Give the records again, word for word.

__AVAILABLE DATA__.
↓

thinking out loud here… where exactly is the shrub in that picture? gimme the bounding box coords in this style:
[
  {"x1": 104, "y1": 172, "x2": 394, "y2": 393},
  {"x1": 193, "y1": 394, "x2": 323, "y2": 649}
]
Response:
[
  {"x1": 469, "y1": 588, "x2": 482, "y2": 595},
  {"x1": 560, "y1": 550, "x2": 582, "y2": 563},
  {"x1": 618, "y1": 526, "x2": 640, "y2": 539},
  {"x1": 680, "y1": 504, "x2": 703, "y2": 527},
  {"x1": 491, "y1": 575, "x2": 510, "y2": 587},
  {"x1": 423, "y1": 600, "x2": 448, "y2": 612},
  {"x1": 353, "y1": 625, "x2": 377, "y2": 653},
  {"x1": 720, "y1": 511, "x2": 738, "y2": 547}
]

↑

__EXERCISE RESULT__.
thinking out loud here… where exactly is the shrub in that picture? gimme the bounding box coords in this style:
[
  {"x1": 104, "y1": 172, "x2": 394, "y2": 393},
  {"x1": 193, "y1": 394, "x2": 323, "y2": 649}
]
Response:
[
  {"x1": 469, "y1": 588, "x2": 482, "y2": 595},
  {"x1": 560, "y1": 550, "x2": 582, "y2": 563},
  {"x1": 618, "y1": 526, "x2": 640, "y2": 539},
  {"x1": 680, "y1": 504, "x2": 703, "y2": 527},
  {"x1": 491, "y1": 575, "x2": 510, "y2": 587},
  {"x1": 423, "y1": 600, "x2": 448, "y2": 612},
  {"x1": 353, "y1": 625, "x2": 377, "y2": 653},
  {"x1": 720, "y1": 511, "x2": 738, "y2": 547}
]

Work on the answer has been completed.